→ Provided text
Palm Beach Town Council Reinstated Pension Plan After Unsuccessful and Costly Shift to 401(k) Accounts
Webinar on Thursday, February 15th at 1 PM ET to Review Findings
WASHINGTON, D.C., February 8, 2018 – A new case study examines the impacts of the 2012 actions of the Town of Palm Beach to close its existing defined benefit (DB) pension systems for its employees, including police officers and firefighters.
The new “combined” retirement plans offered dramatically lower DB pension benefits and new individual 401(k)-style defined contribution (DC) retirement accounts. Shortly thereafter, the town experienced a high rate of retirements and unprecedented early departures of experienced police officers and firefighters to neighboring towns that offered better pensions. Now understaffed, the town faced increased costs to pay overtime hours and train replacements for more than 100 public safety workers who departed during a four-year period after the pension changes.
Following this large, swift exodus of public safety employees, the town reconsidered the changes. In 2016, the Town Council voted to abandon the DC plans and to improve the pension plan for police officers and firefighters.

→ Material for this exercise
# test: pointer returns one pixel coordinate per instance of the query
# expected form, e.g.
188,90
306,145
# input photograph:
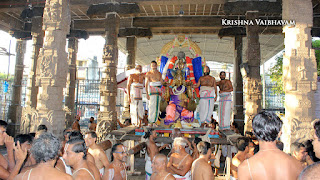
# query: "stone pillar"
253,85
53,67
131,61
238,83
299,72
71,83
15,108
107,119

→ What you will do
- 1) Condense the paragraph of the pension press release that begins "The new “combined” retirement plans" into a short bulleted list that keeps its main facts.
- 2) Rewrite the entries with "query" renamed to "prompt" and all else unchanged, leaving the pictures out.

→ Answers given
- 1)
- The new combined plans cut DB pension benefits sharply and added individual 401(k)-style DC accounts.
- Soon after, retirements rose and experienced police officers and firefighters left in unprecedented numbers for neighboring towns with better pensions.
- More than 100 public safety workers left within four years of the changes.
- The understaffed town faced higher costs for overtime and for training replacements.

- 2)
# test: pointer returns one pixel coordinate per instance of the prompt
# expected form, e.g.
188,90
306,145
# input photograph:
# prompt: "stone pillar"
253,85
53,67
131,61
238,83
299,72
71,83
15,108
107,119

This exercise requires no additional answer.